# START OF RECORDS SUPPLIED

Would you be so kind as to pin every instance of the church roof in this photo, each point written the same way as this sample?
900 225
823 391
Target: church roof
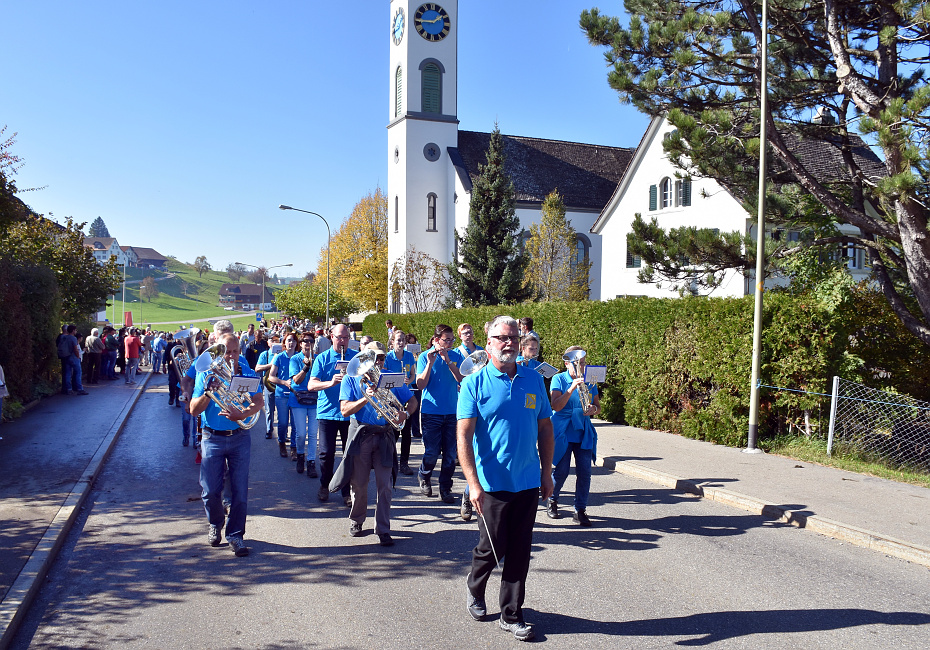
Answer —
584 174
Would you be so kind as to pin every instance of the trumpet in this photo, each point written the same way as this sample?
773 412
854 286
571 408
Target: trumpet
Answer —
383 401
573 358
213 362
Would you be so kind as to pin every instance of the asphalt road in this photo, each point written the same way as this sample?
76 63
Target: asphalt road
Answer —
658 569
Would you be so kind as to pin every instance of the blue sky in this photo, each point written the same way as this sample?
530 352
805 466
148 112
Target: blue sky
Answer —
185 124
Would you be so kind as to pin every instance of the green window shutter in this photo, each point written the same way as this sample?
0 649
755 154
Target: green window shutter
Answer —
398 92
432 89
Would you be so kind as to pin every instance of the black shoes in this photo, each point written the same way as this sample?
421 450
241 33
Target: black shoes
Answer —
477 609
552 510
581 517
521 631
466 508
237 545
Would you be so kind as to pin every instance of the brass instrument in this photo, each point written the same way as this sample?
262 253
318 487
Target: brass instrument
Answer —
584 394
185 353
213 362
384 401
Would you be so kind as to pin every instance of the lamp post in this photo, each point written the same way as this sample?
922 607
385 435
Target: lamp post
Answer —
328 243
277 266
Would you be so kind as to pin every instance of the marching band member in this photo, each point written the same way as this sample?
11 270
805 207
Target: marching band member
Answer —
574 434
370 447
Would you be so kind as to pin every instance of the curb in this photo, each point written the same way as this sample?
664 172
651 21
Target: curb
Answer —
27 584
852 534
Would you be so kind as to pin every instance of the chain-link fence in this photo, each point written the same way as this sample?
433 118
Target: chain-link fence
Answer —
874 424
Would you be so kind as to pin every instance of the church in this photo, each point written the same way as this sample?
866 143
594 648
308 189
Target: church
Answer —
432 165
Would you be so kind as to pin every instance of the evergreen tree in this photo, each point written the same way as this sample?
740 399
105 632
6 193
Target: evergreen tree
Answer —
490 265
554 272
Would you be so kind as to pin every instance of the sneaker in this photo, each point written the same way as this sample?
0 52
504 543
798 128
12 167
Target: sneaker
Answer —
552 509
237 545
425 488
466 508
213 535
521 631
581 517
477 608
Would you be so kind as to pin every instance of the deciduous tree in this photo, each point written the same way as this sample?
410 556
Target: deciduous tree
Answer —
861 66
554 271
490 267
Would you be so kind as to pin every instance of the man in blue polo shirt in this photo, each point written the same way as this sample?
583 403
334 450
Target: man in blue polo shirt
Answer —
325 379
371 447
225 445
503 418
438 376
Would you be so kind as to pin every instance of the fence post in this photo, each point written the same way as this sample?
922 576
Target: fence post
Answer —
833 400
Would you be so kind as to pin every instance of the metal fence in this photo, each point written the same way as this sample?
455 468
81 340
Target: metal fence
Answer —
875 424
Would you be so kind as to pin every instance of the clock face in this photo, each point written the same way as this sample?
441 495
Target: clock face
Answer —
397 26
432 22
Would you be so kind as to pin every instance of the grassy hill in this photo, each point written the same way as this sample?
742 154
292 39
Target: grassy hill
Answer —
176 303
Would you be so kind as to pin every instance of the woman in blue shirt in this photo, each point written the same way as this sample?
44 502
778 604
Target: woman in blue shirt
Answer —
574 434
280 376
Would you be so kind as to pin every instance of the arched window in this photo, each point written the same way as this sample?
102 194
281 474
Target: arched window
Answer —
431 212
431 88
398 92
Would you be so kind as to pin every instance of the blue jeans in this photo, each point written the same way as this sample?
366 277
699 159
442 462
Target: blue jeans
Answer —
304 421
71 374
218 452
439 437
582 474
284 416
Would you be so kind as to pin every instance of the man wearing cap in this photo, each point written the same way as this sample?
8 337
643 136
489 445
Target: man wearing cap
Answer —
370 447
225 445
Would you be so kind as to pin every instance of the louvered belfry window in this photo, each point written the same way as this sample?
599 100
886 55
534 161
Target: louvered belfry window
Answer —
432 89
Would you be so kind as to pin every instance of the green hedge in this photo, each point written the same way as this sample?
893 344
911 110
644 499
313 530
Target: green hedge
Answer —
683 365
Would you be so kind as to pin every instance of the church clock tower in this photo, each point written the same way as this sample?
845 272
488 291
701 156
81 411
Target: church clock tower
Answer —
422 126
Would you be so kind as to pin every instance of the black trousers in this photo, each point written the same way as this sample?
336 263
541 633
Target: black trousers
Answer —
507 522
327 439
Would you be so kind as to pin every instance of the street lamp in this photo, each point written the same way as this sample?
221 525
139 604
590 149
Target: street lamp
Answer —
328 242
277 266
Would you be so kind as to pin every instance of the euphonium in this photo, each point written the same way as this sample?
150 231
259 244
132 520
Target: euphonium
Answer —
384 401
213 362
573 358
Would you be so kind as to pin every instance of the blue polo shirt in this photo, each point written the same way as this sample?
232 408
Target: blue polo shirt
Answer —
212 417
282 362
324 369
350 390
507 428
442 391
297 364
405 365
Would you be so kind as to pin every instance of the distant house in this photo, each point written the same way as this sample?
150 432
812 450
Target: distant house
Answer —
104 248
246 297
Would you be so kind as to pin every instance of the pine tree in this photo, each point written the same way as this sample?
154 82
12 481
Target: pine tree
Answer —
554 272
98 228
490 265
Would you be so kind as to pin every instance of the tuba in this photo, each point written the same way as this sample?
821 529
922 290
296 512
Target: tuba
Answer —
213 362
384 401
584 394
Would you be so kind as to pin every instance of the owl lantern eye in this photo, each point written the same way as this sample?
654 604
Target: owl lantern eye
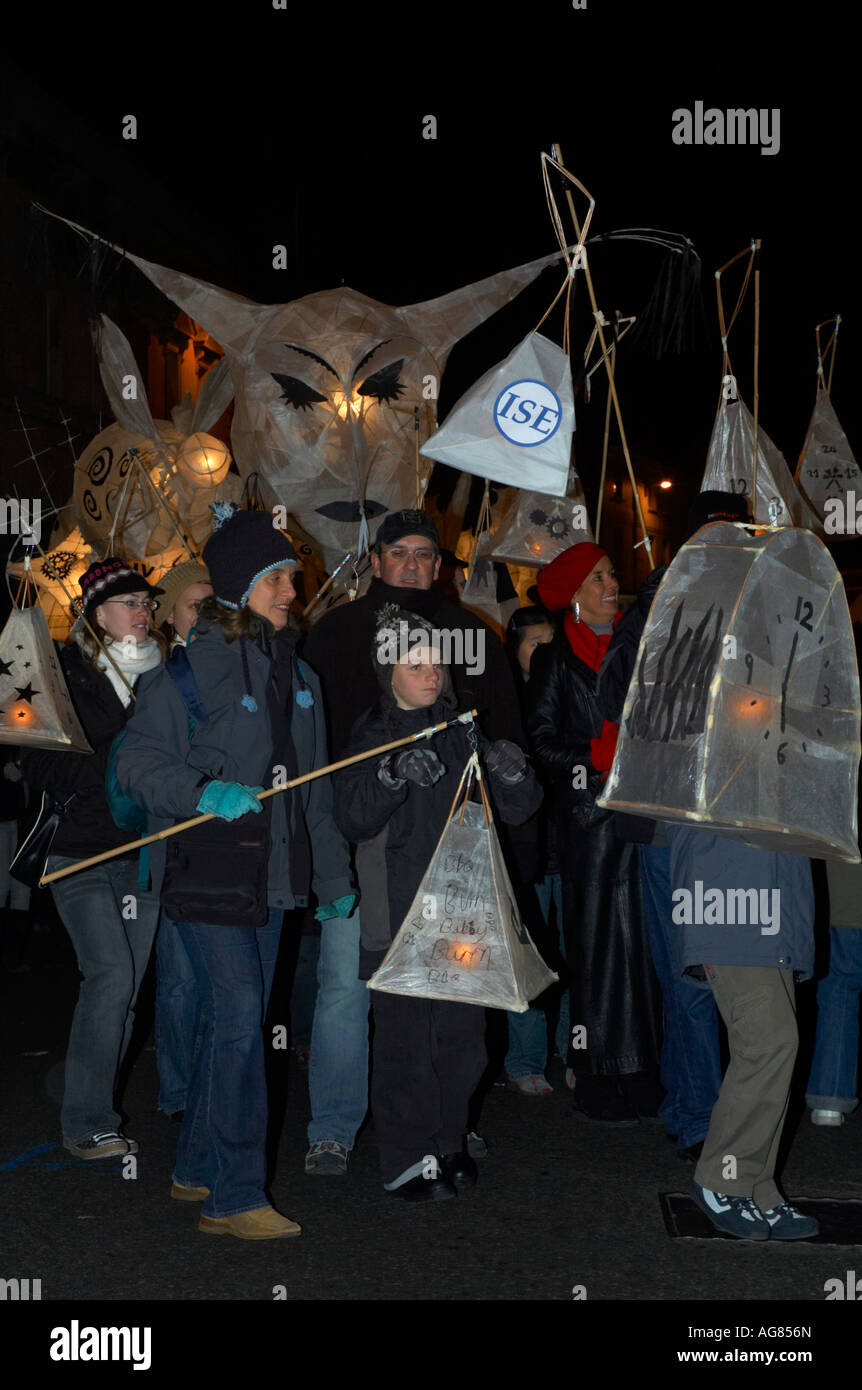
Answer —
384 384
296 392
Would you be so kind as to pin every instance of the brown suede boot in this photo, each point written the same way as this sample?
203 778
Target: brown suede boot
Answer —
262 1223
188 1194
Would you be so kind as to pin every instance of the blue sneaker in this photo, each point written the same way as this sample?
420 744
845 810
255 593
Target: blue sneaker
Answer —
734 1215
787 1223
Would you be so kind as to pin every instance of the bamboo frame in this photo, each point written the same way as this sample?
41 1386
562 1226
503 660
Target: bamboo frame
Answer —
580 259
273 791
752 250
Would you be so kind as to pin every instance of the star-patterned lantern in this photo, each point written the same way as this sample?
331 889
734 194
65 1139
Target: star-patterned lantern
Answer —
35 705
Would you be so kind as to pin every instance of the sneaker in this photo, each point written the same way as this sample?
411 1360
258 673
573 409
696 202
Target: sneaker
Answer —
476 1146
530 1084
107 1144
734 1215
327 1158
787 1223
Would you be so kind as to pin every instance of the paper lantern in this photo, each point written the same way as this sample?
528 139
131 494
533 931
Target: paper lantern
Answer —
327 385
56 577
463 938
743 713
515 424
111 501
537 527
205 459
827 471
35 705
730 466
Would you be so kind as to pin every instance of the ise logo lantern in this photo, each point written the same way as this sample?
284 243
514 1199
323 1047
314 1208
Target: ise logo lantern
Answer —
332 391
743 712
35 705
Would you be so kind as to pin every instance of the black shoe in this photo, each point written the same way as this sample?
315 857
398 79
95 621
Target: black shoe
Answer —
460 1169
424 1190
691 1154
644 1094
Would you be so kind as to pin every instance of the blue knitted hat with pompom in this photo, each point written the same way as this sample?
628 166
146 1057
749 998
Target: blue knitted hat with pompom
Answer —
244 546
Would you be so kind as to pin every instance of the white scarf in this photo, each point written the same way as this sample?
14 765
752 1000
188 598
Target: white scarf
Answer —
146 656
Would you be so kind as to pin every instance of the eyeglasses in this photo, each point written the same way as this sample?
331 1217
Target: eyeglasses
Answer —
150 605
401 552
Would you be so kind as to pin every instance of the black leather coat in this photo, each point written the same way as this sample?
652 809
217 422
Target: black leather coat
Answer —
615 991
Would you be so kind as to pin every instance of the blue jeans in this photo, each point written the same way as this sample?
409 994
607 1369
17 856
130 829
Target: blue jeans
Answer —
691 1065
527 1052
224 1129
832 1084
178 1018
111 925
338 1065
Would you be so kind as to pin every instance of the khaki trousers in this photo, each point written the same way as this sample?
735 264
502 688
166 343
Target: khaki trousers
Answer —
741 1147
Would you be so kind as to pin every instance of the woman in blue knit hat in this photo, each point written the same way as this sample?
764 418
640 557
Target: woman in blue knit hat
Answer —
230 715
109 911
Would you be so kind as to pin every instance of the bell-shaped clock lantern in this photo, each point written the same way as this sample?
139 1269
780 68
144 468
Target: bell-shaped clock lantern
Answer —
743 713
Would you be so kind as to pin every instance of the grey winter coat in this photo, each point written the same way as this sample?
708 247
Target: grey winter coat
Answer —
164 767
772 927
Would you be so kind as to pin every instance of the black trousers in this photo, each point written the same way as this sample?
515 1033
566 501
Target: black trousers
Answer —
615 993
427 1061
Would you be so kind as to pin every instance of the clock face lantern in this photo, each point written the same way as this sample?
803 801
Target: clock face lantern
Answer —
743 712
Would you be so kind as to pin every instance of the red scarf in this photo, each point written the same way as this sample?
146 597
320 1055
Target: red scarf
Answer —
590 647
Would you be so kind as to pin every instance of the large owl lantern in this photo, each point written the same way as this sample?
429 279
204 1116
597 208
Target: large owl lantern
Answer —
331 391
743 713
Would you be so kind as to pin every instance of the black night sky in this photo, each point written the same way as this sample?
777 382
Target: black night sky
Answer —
305 127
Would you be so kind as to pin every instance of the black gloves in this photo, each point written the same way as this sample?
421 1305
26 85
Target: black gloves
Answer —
416 765
506 762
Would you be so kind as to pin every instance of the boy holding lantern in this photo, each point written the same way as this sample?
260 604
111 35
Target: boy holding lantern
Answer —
428 1054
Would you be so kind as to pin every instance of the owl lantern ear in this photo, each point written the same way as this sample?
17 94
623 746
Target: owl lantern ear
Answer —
123 381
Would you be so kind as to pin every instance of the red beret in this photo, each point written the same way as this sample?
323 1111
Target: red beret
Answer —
563 577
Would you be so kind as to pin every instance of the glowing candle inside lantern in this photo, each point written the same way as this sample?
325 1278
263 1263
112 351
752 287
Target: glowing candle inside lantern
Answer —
205 458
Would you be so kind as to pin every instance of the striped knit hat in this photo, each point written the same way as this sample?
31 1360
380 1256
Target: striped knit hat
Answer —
107 580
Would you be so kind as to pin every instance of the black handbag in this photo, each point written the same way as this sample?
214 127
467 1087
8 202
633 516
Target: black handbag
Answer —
31 859
217 873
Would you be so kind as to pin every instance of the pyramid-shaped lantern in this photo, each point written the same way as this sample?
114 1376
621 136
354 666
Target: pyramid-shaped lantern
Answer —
35 705
537 527
827 473
743 712
463 937
730 466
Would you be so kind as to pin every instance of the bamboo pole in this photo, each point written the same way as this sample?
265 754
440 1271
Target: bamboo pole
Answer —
757 377
273 791
601 323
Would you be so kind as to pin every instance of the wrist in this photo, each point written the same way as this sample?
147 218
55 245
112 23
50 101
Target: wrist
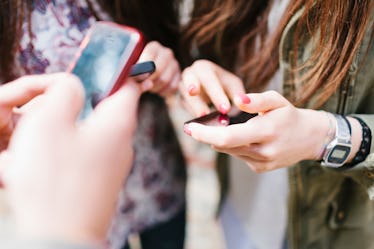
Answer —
356 137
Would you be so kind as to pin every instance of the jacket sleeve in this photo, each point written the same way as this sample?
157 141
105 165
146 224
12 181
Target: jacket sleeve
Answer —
363 172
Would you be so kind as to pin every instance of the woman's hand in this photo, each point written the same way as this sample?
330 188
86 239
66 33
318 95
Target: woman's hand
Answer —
63 177
12 96
166 78
279 136
205 83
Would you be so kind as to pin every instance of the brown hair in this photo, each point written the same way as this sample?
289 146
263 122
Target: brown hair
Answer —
158 20
227 31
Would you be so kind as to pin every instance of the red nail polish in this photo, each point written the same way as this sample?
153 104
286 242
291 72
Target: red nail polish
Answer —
224 120
244 98
224 108
187 130
191 89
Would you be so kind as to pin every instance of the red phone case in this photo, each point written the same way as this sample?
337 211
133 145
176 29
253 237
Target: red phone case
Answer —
137 40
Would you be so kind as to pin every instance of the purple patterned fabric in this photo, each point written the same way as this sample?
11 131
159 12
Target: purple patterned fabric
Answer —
155 189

# END OF RECORDS SUPPLIED

• _THE REQUEST_: Using the material above, reproduce exactly the line that contains "the red phone" and all lines after it through the last one, and only those.

• _REPLY TO THE EXERCISE_:
Would you be so kind as to pin every instance of the red phone case in this photo, each point written the same way as this sample?
337 211
133 145
176 29
253 237
Target: red phone case
Answer —
137 40
Would you be so kind as to pin every instance of the purple patterned fabric in this photo, each point written the same way as this sample?
11 131
159 12
Target: purple patterned fabric
Answer —
155 189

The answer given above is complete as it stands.